**Short exercise:**
Copy the records below word for word, leaving out the pictures.

BEGIN

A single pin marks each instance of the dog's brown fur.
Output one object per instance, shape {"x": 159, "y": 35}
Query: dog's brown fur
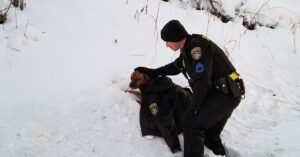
{"x": 139, "y": 79}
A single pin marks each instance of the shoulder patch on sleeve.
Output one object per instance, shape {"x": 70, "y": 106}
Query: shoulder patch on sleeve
{"x": 196, "y": 53}
{"x": 153, "y": 108}
{"x": 205, "y": 37}
{"x": 199, "y": 68}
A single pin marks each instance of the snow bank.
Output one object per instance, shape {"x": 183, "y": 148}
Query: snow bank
{"x": 63, "y": 79}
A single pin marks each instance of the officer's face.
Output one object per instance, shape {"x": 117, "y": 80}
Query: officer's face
{"x": 172, "y": 45}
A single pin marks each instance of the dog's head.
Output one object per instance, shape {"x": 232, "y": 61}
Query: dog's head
{"x": 138, "y": 79}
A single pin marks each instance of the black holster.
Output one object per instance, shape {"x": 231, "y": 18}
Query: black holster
{"x": 236, "y": 86}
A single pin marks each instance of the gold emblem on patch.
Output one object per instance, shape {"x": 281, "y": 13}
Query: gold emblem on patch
{"x": 154, "y": 109}
{"x": 196, "y": 53}
{"x": 205, "y": 37}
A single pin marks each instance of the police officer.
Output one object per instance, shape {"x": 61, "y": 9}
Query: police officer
{"x": 216, "y": 87}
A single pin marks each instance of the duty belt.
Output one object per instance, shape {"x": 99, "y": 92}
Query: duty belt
{"x": 230, "y": 84}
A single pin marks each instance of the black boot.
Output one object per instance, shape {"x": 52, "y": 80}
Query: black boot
{"x": 215, "y": 144}
{"x": 193, "y": 143}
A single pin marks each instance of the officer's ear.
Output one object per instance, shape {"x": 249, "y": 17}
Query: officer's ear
{"x": 146, "y": 78}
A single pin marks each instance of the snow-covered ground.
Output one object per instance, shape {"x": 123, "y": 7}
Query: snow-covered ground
{"x": 64, "y": 69}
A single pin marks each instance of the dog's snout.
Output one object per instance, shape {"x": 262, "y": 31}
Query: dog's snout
{"x": 133, "y": 85}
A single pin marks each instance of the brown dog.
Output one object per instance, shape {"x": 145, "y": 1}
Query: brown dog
{"x": 162, "y": 106}
{"x": 137, "y": 79}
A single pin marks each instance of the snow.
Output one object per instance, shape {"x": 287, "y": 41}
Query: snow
{"x": 62, "y": 79}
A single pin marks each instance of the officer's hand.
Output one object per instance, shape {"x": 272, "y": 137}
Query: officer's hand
{"x": 145, "y": 70}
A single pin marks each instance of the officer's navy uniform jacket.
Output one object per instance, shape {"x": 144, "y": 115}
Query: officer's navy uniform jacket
{"x": 203, "y": 63}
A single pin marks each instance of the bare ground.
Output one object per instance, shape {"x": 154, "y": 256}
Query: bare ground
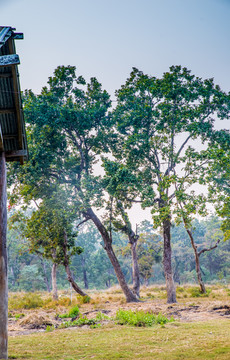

END

**Exercise result:**
A single pin marks each instance of the dog's brown fur.
Output one object per instance, shape {"x": 159, "y": 35}
Query: dog's brown fur
{"x": 139, "y": 79}
A single pin marks each instance of the shoulder patch on sleeve.
Output one object per instance, shape {"x": 70, "y": 106}
Query: shoulder patch on sleeve
{"x": 196, "y": 53}
{"x": 153, "y": 108}
{"x": 205, "y": 37}
{"x": 199, "y": 68}
A single pin marks each instance of the snow bank.
Output one object per instance, shape {"x": 183, "y": 148}
Query: snow bank
{"x": 63, "y": 79}
A single pin marks each instance of the officer's face.
Output one object per instance, shape {"x": 117, "y": 80}
Query: officer's face
{"x": 172, "y": 45}
A single pin marks each instance of the dog's head.
Output one object per instance, shape {"x": 232, "y": 61}
Query: dog's head
{"x": 138, "y": 79}
A single pin marks each instance of the black holster.
Output one object per instance, shape {"x": 231, "y": 18}
Query: black holster
{"x": 236, "y": 86}
A single pin marks each instance of the gold emblem on patch.
Output one object per instance, shape {"x": 281, "y": 13}
Query: gold emblem on patch
{"x": 154, "y": 109}
{"x": 196, "y": 53}
{"x": 205, "y": 37}
A single pin marks each instance of the police officer.
Output one object per instance, shape {"x": 61, "y": 9}
Query: police officer
{"x": 216, "y": 87}
A single pin marks each instance of the duty belt.
Output one object per instance, shape {"x": 99, "y": 92}
Query: duty belt
{"x": 230, "y": 84}
A single pin marks each instance of the black boot.
Output one object per instance, shape {"x": 52, "y": 80}
Query: black boot
{"x": 215, "y": 144}
{"x": 193, "y": 143}
A single pin marks each instance of the officer's ear.
Output one object per instance, shape {"x": 249, "y": 17}
Query: officer's ear
{"x": 146, "y": 78}
A single pin marks each instance of the snow-covered ground.
Output one object per instance, shape {"x": 123, "y": 7}
Query: snow-covered ground
{"x": 64, "y": 69}
A single pin marks each instance of the dog's snout.
Output one object per instance, shape {"x": 262, "y": 31}
Query: dog's snout
{"x": 133, "y": 85}
A single pin marks each instance of the brown dog.
Output one object per instance, shape {"x": 145, "y": 1}
Query: brown dog
{"x": 162, "y": 106}
{"x": 137, "y": 79}
A single pin marks each instance of the snow.
Output one object per instance, shape {"x": 287, "y": 41}
Query: snow
{"x": 62, "y": 79}
A single pin marks each instance of the officer's hand.
Output one object per instance, shape {"x": 272, "y": 137}
Query: officer's hand
{"x": 145, "y": 70}
A single pin marks each instance of the officer's navy uniform jacket.
Output one object per instance, shape {"x": 144, "y": 115}
Query: officer's navy uniform jacket
{"x": 203, "y": 63}
A single pin marks each instance of the bare ground.
Output one object per instance, shape {"x": 154, "y": 256}
Query: bare ground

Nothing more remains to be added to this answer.